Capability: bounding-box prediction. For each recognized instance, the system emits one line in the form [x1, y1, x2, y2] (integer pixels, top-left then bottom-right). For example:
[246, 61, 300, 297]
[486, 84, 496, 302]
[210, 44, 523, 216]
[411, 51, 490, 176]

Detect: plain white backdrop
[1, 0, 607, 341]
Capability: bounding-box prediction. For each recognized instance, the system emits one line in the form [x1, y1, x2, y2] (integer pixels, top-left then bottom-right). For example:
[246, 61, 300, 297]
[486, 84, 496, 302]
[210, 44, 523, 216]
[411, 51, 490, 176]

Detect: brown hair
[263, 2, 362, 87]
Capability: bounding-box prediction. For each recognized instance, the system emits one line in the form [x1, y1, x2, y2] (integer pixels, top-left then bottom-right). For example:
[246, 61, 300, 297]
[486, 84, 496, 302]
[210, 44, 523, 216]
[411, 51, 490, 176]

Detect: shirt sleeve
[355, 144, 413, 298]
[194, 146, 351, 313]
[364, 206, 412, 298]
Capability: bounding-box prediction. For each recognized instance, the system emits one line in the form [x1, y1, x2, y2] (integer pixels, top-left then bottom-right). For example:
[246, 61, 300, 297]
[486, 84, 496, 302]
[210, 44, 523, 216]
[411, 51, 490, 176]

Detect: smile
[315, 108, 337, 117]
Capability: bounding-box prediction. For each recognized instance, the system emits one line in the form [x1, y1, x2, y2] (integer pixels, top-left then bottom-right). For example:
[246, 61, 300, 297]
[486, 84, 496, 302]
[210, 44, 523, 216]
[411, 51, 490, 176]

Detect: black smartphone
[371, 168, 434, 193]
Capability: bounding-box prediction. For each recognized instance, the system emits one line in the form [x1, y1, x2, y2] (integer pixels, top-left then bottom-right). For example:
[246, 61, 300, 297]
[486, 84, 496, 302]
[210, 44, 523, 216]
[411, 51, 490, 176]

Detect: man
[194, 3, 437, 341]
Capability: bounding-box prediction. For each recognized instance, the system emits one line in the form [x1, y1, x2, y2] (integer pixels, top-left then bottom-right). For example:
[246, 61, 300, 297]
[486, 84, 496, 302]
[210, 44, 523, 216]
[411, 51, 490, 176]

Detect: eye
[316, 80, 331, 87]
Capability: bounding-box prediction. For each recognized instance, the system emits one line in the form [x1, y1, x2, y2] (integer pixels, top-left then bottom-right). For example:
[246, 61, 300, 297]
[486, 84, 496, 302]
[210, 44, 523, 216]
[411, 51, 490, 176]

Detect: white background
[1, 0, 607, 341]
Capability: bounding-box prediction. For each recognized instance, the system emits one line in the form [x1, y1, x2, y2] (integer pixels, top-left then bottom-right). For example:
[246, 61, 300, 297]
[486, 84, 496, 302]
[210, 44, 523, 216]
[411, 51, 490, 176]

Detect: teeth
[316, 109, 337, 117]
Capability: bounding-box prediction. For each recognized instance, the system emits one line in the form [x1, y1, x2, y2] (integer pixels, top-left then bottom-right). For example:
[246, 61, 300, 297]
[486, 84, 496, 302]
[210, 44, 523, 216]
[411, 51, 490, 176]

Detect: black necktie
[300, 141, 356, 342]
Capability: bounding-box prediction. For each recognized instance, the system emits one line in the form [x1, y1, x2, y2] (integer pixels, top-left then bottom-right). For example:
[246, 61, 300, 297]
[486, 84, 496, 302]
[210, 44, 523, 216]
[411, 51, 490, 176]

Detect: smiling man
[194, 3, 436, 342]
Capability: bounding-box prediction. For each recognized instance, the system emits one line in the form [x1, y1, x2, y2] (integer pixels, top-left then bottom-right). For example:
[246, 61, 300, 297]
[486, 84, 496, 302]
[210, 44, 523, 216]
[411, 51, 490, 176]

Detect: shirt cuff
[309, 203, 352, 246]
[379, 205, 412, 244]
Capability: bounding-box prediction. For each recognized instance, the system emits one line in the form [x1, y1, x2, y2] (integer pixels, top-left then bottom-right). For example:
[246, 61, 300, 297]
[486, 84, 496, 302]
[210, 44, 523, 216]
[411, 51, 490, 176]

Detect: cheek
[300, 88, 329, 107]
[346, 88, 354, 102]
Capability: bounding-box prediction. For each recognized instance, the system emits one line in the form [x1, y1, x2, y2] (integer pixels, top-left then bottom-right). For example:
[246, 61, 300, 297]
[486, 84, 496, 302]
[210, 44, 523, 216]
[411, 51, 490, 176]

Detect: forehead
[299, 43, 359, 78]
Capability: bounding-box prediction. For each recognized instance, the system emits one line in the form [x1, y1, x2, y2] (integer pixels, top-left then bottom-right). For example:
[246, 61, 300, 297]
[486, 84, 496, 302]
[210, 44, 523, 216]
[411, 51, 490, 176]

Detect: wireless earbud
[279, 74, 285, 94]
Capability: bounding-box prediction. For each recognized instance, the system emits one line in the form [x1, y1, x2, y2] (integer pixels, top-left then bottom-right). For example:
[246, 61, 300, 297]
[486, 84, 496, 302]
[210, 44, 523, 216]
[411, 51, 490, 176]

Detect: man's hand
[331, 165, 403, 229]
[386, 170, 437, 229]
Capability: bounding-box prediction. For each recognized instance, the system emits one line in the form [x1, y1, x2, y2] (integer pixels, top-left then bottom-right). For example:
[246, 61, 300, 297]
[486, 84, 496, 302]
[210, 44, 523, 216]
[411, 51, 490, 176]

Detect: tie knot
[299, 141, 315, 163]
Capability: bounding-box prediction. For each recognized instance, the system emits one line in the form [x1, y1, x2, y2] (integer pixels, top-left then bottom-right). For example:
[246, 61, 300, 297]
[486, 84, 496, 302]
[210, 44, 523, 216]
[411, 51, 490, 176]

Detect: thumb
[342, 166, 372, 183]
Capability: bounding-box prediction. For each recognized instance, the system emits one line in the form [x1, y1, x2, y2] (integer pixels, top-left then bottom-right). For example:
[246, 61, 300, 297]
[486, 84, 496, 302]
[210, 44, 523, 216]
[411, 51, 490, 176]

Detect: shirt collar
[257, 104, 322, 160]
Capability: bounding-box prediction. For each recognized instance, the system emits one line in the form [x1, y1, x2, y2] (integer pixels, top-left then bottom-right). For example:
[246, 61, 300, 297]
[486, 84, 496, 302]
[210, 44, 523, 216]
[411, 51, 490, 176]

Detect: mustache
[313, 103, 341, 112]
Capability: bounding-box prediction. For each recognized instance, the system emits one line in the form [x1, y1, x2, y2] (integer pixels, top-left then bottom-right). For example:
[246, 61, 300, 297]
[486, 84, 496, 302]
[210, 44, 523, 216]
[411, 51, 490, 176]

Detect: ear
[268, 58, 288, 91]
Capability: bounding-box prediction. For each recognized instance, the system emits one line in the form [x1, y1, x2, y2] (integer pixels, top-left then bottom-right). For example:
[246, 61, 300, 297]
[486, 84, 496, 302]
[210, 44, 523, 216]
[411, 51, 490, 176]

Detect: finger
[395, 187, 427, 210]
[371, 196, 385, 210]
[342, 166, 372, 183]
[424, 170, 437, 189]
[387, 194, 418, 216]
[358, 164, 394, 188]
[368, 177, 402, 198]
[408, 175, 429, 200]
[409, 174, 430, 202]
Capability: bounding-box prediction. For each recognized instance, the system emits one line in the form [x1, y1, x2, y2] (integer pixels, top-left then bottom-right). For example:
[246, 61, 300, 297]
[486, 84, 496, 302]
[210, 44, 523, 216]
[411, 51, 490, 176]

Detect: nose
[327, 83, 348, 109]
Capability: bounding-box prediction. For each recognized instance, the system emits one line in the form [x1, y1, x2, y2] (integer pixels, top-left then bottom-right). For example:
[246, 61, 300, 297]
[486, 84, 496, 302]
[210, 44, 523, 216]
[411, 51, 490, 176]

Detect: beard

◆ Your instructions ◆
Return the whole of the data, character for character.

◆ Result for this exercise ◆
Capability: bounding-box prediction. For each recognized instance, the system emits one line in the form [x1, y1, x2, y2] (integer pixels, top-left then bottom-right). For example:
[246, 61, 300, 297]
[486, 84, 496, 302]
[210, 44, 523, 216]
[411, 51, 490, 176]

Detect: plain white backdrop
[1, 0, 607, 341]
Capability: bounding-box prediction. For each recognized instance, the system emits one line in the form [x1, y1, x2, y2] (integer pixels, top-left then bottom-right). For example:
[246, 61, 300, 297]
[486, 84, 496, 302]
[210, 44, 523, 216]
[411, 51, 490, 176]

Detect: brown hair
[263, 2, 362, 87]
Capability: bounding-box prediction. For each recognized instance, the system emits one line in the form [x1, y1, x2, y2] (integer pixels, top-left then bottom-right). For example:
[246, 61, 300, 297]
[486, 84, 496, 302]
[210, 44, 523, 216]
[411, 51, 490, 176]

Detect: shirt sleeve
[355, 144, 413, 298]
[194, 146, 351, 313]
[364, 206, 412, 298]
Capability: bounding-box prediction. For each recognized instance, the system emits one line in the form [x1, y1, x2, y2] (integer pixels, top-left then bottom-right). For example:
[246, 61, 300, 297]
[486, 84, 496, 302]
[210, 44, 523, 216]
[411, 51, 490, 176]

Detect: smile
[315, 108, 337, 117]
Capability: bounding-box prediction. For each recognized instance, the system emits one line in the form [x1, y1, x2, y2] (integer pixels, top-left then bottom-right). For example:
[246, 61, 300, 297]
[486, 84, 496, 302]
[210, 44, 523, 216]
[411, 51, 490, 176]

Detect: black smartphone
[371, 168, 434, 193]
Capability: bounding-box prediction. For each recognized instance, the system emits one line in the form [x1, y1, x2, y2] (integer pixels, top-left then bottom-right). For example:
[246, 61, 300, 297]
[486, 84, 496, 302]
[210, 44, 523, 216]
[411, 51, 490, 176]

Detect: man
[194, 3, 437, 341]
Capability: bounding-box prediction. For each recognized instance, the system emits one line in the form [x1, y1, x2, y2] (integer pixels, top-left then bottom-right). For example:
[246, 61, 300, 297]
[486, 84, 496, 302]
[210, 44, 523, 216]
[411, 51, 490, 176]

Detect: eye
[316, 80, 331, 87]
Capability: bounding-box prediction. For each recognized instance, the system emits one line in the form [x1, y1, x2, y2] (integer pixels, top-left then bottom-right). For example:
[246, 61, 300, 297]
[486, 84, 496, 302]
[210, 44, 523, 216]
[411, 51, 490, 176]

Detect: white background
[1, 0, 607, 341]
Capability: bounding-box prediction. For each recognized instance, the system emits one line in the form [x1, y1, x2, y2] (integer pixels, top-left then bottom-right). For example:
[246, 61, 300, 297]
[486, 84, 496, 302]
[210, 44, 523, 216]
[411, 51, 490, 176]

Detect: teeth
[316, 109, 337, 117]
Capability: bounding-box prediction. For each recognized instance, the system emits one line in the form [x1, y1, x2, y2] (integer pixels, top-left then bottom-right). For example:
[246, 61, 300, 297]
[486, 84, 496, 302]
[210, 44, 523, 216]
[411, 51, 490, 176]

Detect: black necktie
[300, 141, 356, 342]
Capability: bounding-box prediction. For each recognized instance, the system emits one line in the form [x1, y1, x2, y2] (integer pixels, top-left then bottom-right). For example:
[246, 61, 300, 297]
[486, 84, 496, 302]
[210, 44, 523, 216]
[411, 51, 490, 176]

Detect: smiling man
[194, 3, 436, 342]
Capability: bounding-box prediction. For each recognized instance, the system emits one line in the form [x1, y1, x2, y2] (integer pixels, top-left then bottom-right). For example:
[246, 61, 300, 297]
[486, 84, 496, 302]
[210, 44, 523, 216]
[411, 51, 490, 176]

Detect: shirt cuff
[309, 203, 352, 246]
[379, 205, 412, 244]
Capability: bounding-box prediction. For each recognized instance, the system emits one line in the form [x1, y1, x2, y2] (integer pixels, top-left then bottom-right). For example:
[246, 61, 300, 297]
[486, 84, 496, 302]
[210, 44, 523, 216]
[411, 51, 490, 176]

Detect: cheek
[300, 88, 329, 107]
[346, 88, 354, 102]
Capability: bounding-box prediction. For each recognized instance, the system emits one line in the form [x1, y1, x2, y2] (integer pixels, top-left then bottom-right). For example:
[246, 61, 300, 297]
[486, 84, 496, 302]
[210, 44, 523, 216]
[411, 51, 490, 176]

Detect: forehead
[299, 43, 359, 78]
Capability: bounding-box prediction. For each recognized instance, the system emits one line in the form [x1, y1, x2, y2] (integer pixels, top-left then bottom-right). For example:
[246, 61, 300, 297]
[486, 84, 496, 302]
[210, 44, 523, 216]
[411, 51, 490, 176]

Detect: wireless earbud
[279, 74, 285, 94]
Capability: bounding-box prediction. For each recognized instance, the system emits one line in the form [x1, y1, x2, y2] (integer pixels, top-left then bottom-right). For example:
[246, 61, 300, 297]
[486, 84, 496, 302]
[210, 44, 523, 216]
[411, 51, 490, 176]

Detect: man's hand
[331, 165, 403, 229]
[386, 170, 437, 229]
Capability: bounding-box prediction. For each recognized instance, the system emits one line in the form [x1, y1, x2, y2] (integer pixels, top-left then bottom-right). For example:
[246, 61, 300, 297]
[486, 84, 496, 302]
[210, 44, 523, 216]
[411, 51, 490, 176]

Detect: tie knot
[299, 141, 315, 163]
Capability: bounding-box prediction. For each recognized instance, the system emits one line in the form [x1, y1, x2, y2] (integer pixels, top-left then bottom-right). For example:
[246, 61, 300, 297]
[486, 84, 496, 302]
[210, 44, 523, 216]
[411, 51, 490, 176]

Detect: thumb
[342, 166, 372, 183]
Capability: bounding-box prediction. For each recognized instance, the system emits one line in the form [x1, y1, x2, y2] (integer pixels, top-left then bottom-right). For example:
[246, 61, 300, 297]
[486, 84, 496, 302]
[210, 44, 523, 216]
[411, 51, 490, 176]

Detect: shirt collar
[257, 104, 322, 160]
Capability: bounding-box prediction. For each recognized instance, the system emits one line in the form [x1, y1, x2, y2] (integer pixels, top-left then bottom-right). For example:
[246, 61, 300, 297]
[486, 84, 496, 302]
[210, 44, 523, 216]
[411, 51, 490, 176]

Detect: mustache
[313, 103, 341, 112]
Capability: bounding-box prediction. For each recognized instance, the system emits one line in the form [x1, y1, x2, y2] (integer pixels, top-left then bottom-right). For example:
[246, 61, 300, 297]
[486, 84, 496, 302]
[210, 44, 523, 216]
[411, 51, 490, 176]

Detect: ear
[268, 58, 288, 91]
Capability: bounding-box prediction. For each recognized instance, the system emits one line in the form [x1, y1, x2, y2] (integer pixels, top-left then bottom-right). For example:
[246, 61, 300, 297]
[486, 84, 496, 302]
[210, 44, 523, 216]
[411, 51, 490, 176]

Detect: finger
[395, 187, 427, 210]
[371, 196, 385, 210]
[342, 166, 372, 183]
[424, 170, 437, 189]
[387, 194, 418, 216]
[358, 164, 394, 188]
[368, 177, 402, 198]
[408, 175, 429, 200]
[409, 174, 430, 202]
Capability: bounding-box prediction. For each recognized instance, the system emits one line in the form [x1, y1, x2, y2] (integer pixels, top-left then bottom-right). For example:
[246, 61, 300, 297]
[486, 84, 496, 302]
[210, 44, 523, 216]
[411, 51, 490, 176]

Detect: nose
[327, 83, 348, 109]
Capability: bounding-box prediction. For each recognized instance, the system emits one line in the form [x1, y1, x2, y2] (integer pixels, top-left then bottom-right). For example:
[246, 61, 300, 297]
[486, 84, 496, 302]
[210, 44, 523, 216]
[411, 51, 490, 176]

Detect: beard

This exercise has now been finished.